--- BEGIN Provided data ---

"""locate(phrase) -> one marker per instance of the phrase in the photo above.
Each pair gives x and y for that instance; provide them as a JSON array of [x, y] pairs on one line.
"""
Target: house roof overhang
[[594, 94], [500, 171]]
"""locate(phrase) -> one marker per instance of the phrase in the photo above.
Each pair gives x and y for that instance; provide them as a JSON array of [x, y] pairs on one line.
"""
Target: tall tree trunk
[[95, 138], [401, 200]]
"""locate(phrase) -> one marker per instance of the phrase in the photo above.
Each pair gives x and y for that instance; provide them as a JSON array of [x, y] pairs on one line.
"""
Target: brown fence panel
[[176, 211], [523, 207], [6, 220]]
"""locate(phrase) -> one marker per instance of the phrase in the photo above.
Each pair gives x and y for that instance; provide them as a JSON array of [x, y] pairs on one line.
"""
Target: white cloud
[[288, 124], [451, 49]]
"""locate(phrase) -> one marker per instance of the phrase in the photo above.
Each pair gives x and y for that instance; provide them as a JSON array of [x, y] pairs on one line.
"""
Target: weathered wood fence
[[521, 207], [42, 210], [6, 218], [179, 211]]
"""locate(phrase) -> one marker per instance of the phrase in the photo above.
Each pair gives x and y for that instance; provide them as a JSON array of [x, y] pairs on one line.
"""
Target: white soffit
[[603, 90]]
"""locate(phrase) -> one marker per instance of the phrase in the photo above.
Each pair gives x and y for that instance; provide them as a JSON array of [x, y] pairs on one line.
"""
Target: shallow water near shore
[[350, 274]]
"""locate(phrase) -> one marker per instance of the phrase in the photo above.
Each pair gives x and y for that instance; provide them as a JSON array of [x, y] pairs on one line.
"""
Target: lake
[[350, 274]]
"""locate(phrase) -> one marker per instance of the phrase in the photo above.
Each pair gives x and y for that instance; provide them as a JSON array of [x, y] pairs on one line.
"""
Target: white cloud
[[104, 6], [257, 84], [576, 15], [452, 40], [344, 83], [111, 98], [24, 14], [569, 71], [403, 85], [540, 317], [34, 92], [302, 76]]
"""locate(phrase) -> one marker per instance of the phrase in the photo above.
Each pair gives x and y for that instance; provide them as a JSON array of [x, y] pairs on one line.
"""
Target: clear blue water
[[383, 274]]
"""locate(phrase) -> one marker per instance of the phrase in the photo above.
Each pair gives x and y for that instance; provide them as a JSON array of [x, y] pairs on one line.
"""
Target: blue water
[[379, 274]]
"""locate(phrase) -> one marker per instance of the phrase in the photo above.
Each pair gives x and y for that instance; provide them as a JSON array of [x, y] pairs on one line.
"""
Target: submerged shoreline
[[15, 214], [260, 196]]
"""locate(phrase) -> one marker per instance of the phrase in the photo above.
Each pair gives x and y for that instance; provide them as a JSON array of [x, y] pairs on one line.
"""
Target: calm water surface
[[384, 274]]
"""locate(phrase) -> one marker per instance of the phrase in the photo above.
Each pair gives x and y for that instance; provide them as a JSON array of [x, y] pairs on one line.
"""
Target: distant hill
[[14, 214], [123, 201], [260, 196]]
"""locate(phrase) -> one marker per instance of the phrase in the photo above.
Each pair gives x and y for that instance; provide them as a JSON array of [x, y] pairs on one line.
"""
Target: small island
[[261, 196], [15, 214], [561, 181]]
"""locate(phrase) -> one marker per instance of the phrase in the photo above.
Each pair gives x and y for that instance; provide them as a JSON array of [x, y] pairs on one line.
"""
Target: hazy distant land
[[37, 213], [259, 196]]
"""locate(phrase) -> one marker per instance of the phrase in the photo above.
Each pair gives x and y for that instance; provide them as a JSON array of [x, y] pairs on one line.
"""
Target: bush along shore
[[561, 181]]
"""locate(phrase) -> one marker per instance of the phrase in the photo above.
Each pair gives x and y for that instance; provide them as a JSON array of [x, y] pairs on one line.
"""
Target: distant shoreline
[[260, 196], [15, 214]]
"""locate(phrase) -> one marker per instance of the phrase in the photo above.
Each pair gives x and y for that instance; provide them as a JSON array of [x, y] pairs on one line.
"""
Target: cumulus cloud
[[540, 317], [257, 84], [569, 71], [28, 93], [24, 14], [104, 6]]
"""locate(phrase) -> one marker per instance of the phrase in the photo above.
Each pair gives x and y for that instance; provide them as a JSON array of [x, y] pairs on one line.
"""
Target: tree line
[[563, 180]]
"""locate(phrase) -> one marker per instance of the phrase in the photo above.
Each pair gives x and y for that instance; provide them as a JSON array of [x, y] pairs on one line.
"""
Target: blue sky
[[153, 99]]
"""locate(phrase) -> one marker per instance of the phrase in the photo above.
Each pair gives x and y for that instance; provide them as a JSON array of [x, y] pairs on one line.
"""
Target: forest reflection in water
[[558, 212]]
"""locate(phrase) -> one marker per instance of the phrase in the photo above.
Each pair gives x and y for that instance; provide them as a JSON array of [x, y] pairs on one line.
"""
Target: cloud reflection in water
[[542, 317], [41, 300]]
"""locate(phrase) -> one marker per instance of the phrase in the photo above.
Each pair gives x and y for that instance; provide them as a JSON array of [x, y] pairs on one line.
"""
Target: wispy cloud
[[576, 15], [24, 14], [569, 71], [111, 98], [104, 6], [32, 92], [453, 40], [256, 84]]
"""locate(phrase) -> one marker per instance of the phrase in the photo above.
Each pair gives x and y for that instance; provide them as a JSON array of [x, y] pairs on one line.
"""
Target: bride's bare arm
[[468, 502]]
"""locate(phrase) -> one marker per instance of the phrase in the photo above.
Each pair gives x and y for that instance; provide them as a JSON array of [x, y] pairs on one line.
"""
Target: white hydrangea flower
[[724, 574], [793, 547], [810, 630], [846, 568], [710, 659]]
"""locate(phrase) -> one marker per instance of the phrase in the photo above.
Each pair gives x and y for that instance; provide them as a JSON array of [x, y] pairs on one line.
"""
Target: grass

--- END Provided data ---

• Task directions
Copy every one of the entries above word for word, without changing or leaving out anything.

• Exercise response
"""locate(phrase) -> one marker per instance of the phrase in the photo above.
Each pair gives x and y for that instance; provide them as a JSON array of [x, y] pairs on one line.
"""
Target: house roof overhang
[[594, 94], [500, 171]]
"""locate(phrase) -> one marker per instance of the phrase in the photo above.
Each pair gives x and y for that instance; provide them as a JSON array of [x, y] pairs on one line.
"""
Target: tall tree trunk
[[95, 138], [401, 200]]
"""locate(phrase) -> one marker per instance of the phrase in the photo above.
Each pair gives x and y for that instance; provide them as a JSON array of [x, y] pairs on one line.
"""
Target: brown fence panel
[[176, 211], [523, 207], [6, 220]]
"""locate(phrase) -> one marker per instance of the phrase in the photo above.
Each pair gives x and y for that instance; provide them as a JSON array of [x, y] pairs on one line.
"""
Target: white cloud
[[288, 124], [451, 49]]
"""locate(phrase) -> one marker per instance of the phrase in the photo above.
Each pair gives x and y for that instance; provide them as a JSON array of [x, y] pairs on one line.
"""
Target: weathered wood fence
[[521, 207], [42, 210], [6, 218], [179, 211]]
"""locate(phrase) -> one marker per instance of the phrase in the photo above.
Each pair gives x and y for that instance; provide them as a JSON array of [x, y] pairs on one line.
"""
Target: white soffit
[[603, 90]]
"""locate(phrase) -> one marker per instance of the phrase in the photo above.
Each pair gives x and y for that instance; provide them as a JSON array of [x, y] pairs on one line.
"""
Target: shallow water near shore
[[350, 274]]
"""locate(phrase) -> one marker per instance of the phrase in the photo above.
Each pair gives x and y for that instance; provide them as a JSON array of [x, y] pairs on one line.
"""
Target: lake
[[350, 274]]
"""locate(phrase) -> one marker per instance of the phrase in the photo above.
Each pair gives x and y for that instance; provide them as a JSON array of [x, y] pairs on one line.
"""
Target: white cloud
[[104, 6], [257, 84], [576, 15], [452, 40], [344, 83], [111, 98], [24, 14], [569, 71], [403, 85], [540, 317], [34, 92], [302, 76]]
"""locate(phrase) -> one marker per instance of the phrase in the photo above.
Each pair gives x and y for that instance; provide them as a JSON array of [x, y] pairs on one line.
"""
Target: clear blue water
[[383, 274]]
"""locate(phrase) -> one marker per instance of the phrase in the photo above.
Each pair gives x and y for that instance; provide them as a JSON array of [x, y] pairs on one line.
"""
Target: blue water
[[379, 274]]
"""locate(phrase) -> one marker per instance of the phrase in the photo above.
Each pair gives x and y for that instance; provide them as a JSON array of [x, y] pairs on one line.
"""
Target: submerged shoreline
[[15, 214], [260, 196]]
"""locate(phrase) -> one marker per instance of the phrase in the photo above.
Each pair gives x and y for that instance; provide them as a JSON array of [x, y] pairs on one line.
"""
Target: calm water surface
[[384, 274]]
"""locate(phrase) -> one marker per instance of the phrase in the photo above.
Each pair gives x and y for that instance; provide them as a JSON array of [x, y] pairs on one line.
"""
Target: distant hill
[[14, 214], [123, 201], [260, 196]]
"""locate(phrase) -> one marker per instance of the phrase in the photo above.
Each pair gives x and y for that instance; provide them as a JSON array of [x, y] pairs on one line.
"""
Target: small island
[[261, 196], [15, 214], [561, 181]]
"""locate(phrase) -> one marker per instance of the phrase in the photo above.
Each pair gives x and y for that instance; provide them as a JSON array of [x, y] pairs on one line.
"""
Target: hazy distant land
[[37, 213], [259, 196]]
"""locate(phrase) -> one marker per instance of the phrase in the photo above.
Each pair gives x and y for that instance; provide them as a JSON array of [x, y] pairs on one line.
"""
Target: bush along shore
[[561, 181]]
"""locate(phrase) -> one marker per instance of the phrase in the photo above.
Each pair gives x and y for that instance; provide them as a JSON array of [x, y] pairs on one line.
"""
Target: distant shoreline
[[260, 196], [15, 214]]
"""locate(phrase) -> one marker per instance of the phrase in the photo above.
Each pair gives x and y for that instance; provide them as a JSON array of [x, y] pairs on one line.
"""
Target: cumulus cloud
[[540, 317], [257, 84], [569, 71], [28, 93], [24, 14], [104, 6]]
"""locate(phrase) -> one marker per instance of the phrase in the photo above.
Each pair gives x and y for that instance; provide them as a JSON array of [x, y] pairs on one line.
"""
Target: tree line
[[563, 180]]
"""locate(phrase) -> one marker per instance of the phrase in the photo above.
Each pair gives x and y for that instance; provide them as a JSON array of [x, y] pairs on one line.
"""
Target: blue sky
[[153, 99]]
"""locate(phrase) -> one marker per instance of the phrase in the photo above.
Each pair gives x and y for that instance; provide them as a JSON array of [x, y] pairs on one line.
"""
Target: forest reflection in water
[[558, 212]]
"""locate(phrase) -> one marker per instance of the phrase in the photo above.
Each pair gives x and y for that instance; provide them as a JSON array of [x, y] pairs on one line.
"""
Target: cloud reflection in water
[[542, 317], [41, 300]]
"""locate(phrase) -> one marker per instance of the phrase in the photo above.
Each pair gives x and y for that instance; provide them as a JSON array of [x, y] pairs on one line.
"""
Target: wispy cloud
[[576, 15], [24, 14], [569, 71], [111, 98], [104, 6], [32, 92], [453, 40], [256, 84]]
"""locate(phrase) -> one marker per instance of the phrase in the photo above.
Each pair gives x and y for that instance; provide them as a JSON array of [x, y] pairs on one line.
"""
Target: bride's bare arm
[[468, 502]]
"""locate(phrase) -> one marker per instance of the phrase in the photo above.
Each pair gives x and y for that instance; provide them as a JSON array of [x, y] pairs on one line.
"""
Target: white hydrangea flower
[[724, 574], [793, 547], [810, 630], [846, 568], [710, 659]]
"""locate(phrase) -> one marker per instance of the phrase in the photo above.
Each pair gives x and y for that instance; provide them as a JSON array of [x, y] pairs on one line.
"""
Target: grass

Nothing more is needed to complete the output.